## PROBLEM TO WORK ON
Every record must be transcribed in its entirety, apart from the images, which are to be omitted.
════
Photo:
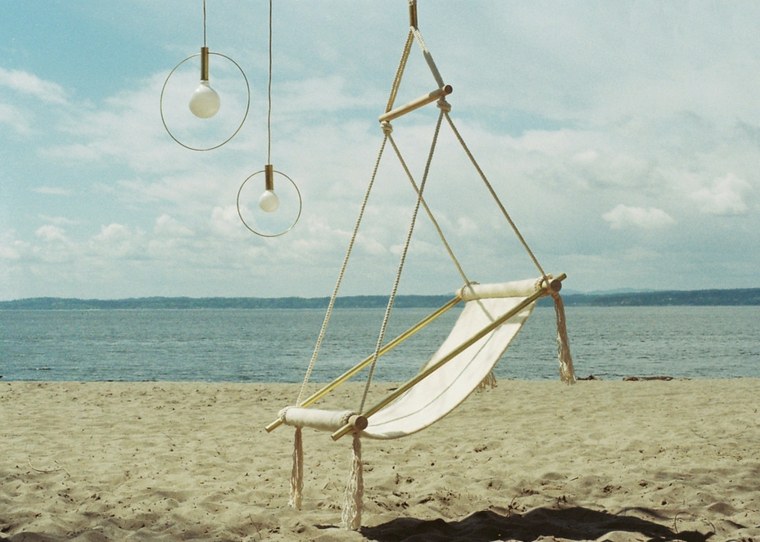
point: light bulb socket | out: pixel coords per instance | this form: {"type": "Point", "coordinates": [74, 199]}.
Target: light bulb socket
{"type": "Point", "coordinates": [269, 176]}
{"type": "Point", "coordinates": [204, 63]}
{"type": "Point", "coordinates": [413, 13]}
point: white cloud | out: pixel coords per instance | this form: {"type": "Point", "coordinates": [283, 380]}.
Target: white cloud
{"type": "Point", "coordinates": [50, 233]}
{"type": "Point", "coordinates": [29, 84]}
{"type": "Point", "coordinates": [52, 191]}
{"type": "Point", "coordinates": [12, 117]}
{"type": "Point", "coordinates": [725, 197]}
{"type": "Point", "coordinates": [623, 216]}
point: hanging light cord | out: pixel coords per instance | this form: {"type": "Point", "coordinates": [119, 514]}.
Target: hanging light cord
{"type": "Point", "coordinates": [204, 23]}
{"type": "Point", "coordinates": [269, 92]}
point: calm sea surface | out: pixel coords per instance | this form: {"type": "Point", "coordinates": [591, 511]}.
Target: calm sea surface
{"type": "Point", "coordinates": [276, 345]}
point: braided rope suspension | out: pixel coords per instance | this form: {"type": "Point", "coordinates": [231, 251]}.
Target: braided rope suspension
{"type": "Point", "coordinates": [404, 252]}
{"type": "Point", "coordinates": [341, 274]}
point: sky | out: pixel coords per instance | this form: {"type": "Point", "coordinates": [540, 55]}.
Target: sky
{"type": "Point", "coordinates": [622, 138]}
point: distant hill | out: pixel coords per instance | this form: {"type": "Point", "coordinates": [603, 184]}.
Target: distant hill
{"type": "Point", "coordinates": [745, 296]}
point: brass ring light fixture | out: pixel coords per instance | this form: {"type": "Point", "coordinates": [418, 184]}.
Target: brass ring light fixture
{"type": "Point", "coordinates": [269, 201]}
{"type": "Point", "coordinates": [205, 102]}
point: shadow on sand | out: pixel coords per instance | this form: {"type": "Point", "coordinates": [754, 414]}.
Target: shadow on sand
{"type": "Point", "coordinates": [485, 526]}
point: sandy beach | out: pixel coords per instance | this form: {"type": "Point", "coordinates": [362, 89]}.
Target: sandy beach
{"type": "Point", "coordinates": [600, 460]}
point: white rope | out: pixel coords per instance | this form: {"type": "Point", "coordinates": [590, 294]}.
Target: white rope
{"type": "Point", "coordinates": [351, 517]}
{"type": "Point", "coordinates": [402, 259]}
{"type": "Point", "coordinates": [342, 272]}
{"type": "Point", "coordinates": [496, 197]}
{"type": "Point", "coordinates": [296, 475]}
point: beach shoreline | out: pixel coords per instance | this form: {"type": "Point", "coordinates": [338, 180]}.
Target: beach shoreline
{"type": "Point", "coordinates": [527, 460]}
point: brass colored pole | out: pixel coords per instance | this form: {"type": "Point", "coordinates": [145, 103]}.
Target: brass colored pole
{"type": "Point", "coordinates": [445, 90]}
{"type": "Point", "coordinates": [366, 361]}
{"type": "Point", "coordinates": [413, 13]}
{"type": "Point", "coordinates": [204, 63]}
{"type": "Point", "coordinates": [269, 177]}
{"type": "Point", "coordinates": [555, 286]}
════
## SOLUTION TO THE EXERCISE
Photo:
point: light bulb socket | out: pixel coords per instance | this form: {"type": "Point", "coordinates": [74, 199]}.
Target: light bulb socket
{"type": "Point", "coordinates": [269, 176]}
{"type": "Point", "coordinates": [204, 63]}
{"type": "Point", "coordinates": [413, 13]}
point: white cloud | out: pixel coords per instance | this form: {"type": "Point", "coordinates": [283, 380]}.
Target: white cloud
{"type": "Point", "coordinates": [50, 233]}
{"type": "Point", "coordinates": [29, 84]}
{"type": "Point", "coordinates": [52, 191]}
{"type": "Point", "coordinates": [12, 117]}
{"type": "Point", "coordinates": [725, 197]}
{"type": "Point", "coordinates": [623, 216]}
point: hanging light cord | out: pixel coords per instance | this form: {"type": "Point", "coordinates": [119, 514]}.
Target: hanging light cord
{"type": "Point", "coordinates": [204, 23]}
{"type": "Point", "coordinates": [269, 92]}
point: calm sea surface | out: pixel coords per instance | this form: {"type": "Point", "coordinates": [591, 511]}.
Target: calm sea surface
{"type": "Point", "coordinates": [276, 345]}
point: braided rope suspension | out: pixel coords per instance | this form: {"type": "Point", "coordinates": [231, 251]}.
Target: braided rope suspension
{"type": "Point", "coordinates": [404, 252]}
{"type": "Point", "coordinates": [341, 274]}
point: sky | out: pixel coords per instance | this form: {"type": "Point", "coordinates": [540, 55]}.
Target: sky
{"type": "Point", "coordinates": [622, 138]}
point: distant hill | out: pixel coords per instance | this form: {"type": "Point", "coordinates": [603, 184]}.
Target: distant hill
{"type": "Point", "coordinates": [745, 296]}
point: brass ring light fixture | out: pixel coords per instance | this form: {"type": "Point", "coordinates": [418, 184]}.
Target: brass ring light fixture
{"type": "Point", "coordinates": [269, 201]}
{"type": "Point", "coordinates": [205, 102]}
point: shadow on sand | out: pixel coords per instance | this form: {"type": "Point", "coordinates": [754, 414]}.
Target: shadow on sand
{"type": "Point", "coordinates": [485, 526]}
point: sandy beach | out: pixel coords per instance | this form: {"type": "Point", "coordinates": [362, 89]}.
Target: sandy beach
{"type": "Point", "coordinates": [600, 460]}
point: white rope | out: pixel coords per instance | this form: {"type": "Point", "coordinates": [590, 294]}.
Target: white rope
{"type": "Point", "coordinates": [351, 517]}
{"type": "Point", "coordinates": [402, 259]}
{"type": "Point", "coordinates": [342, 272]}
{"type": "Point", "coordinates": [496, 197]}
{"type": "Point", "coordinates": [296, 475]}
point: beach shoreline | out: pixel coords per instance | this form: {"type": "Point", "coordinates": [338, 180]}.
Target: beach shoreline
{"type": "Point", "coordinates": [527, 460]}
point: brass colored pole | out: pixel coords per instance | this form: {"type": "Point", "coordinates": [145, 103]}.
Target: brass colored pole
{"type": "Point", "coordinates": [445, 90]}
{"type": "Point", "coordinates": [366, 361]}
{"type": "Point", "coordinates": [413, 13]}
{"type": "Point", "coordinates": [204, 63]}
{"type": "Point", "coordinates": [269, 177]}
{"type": "Point", "coordinates": [555, 286]}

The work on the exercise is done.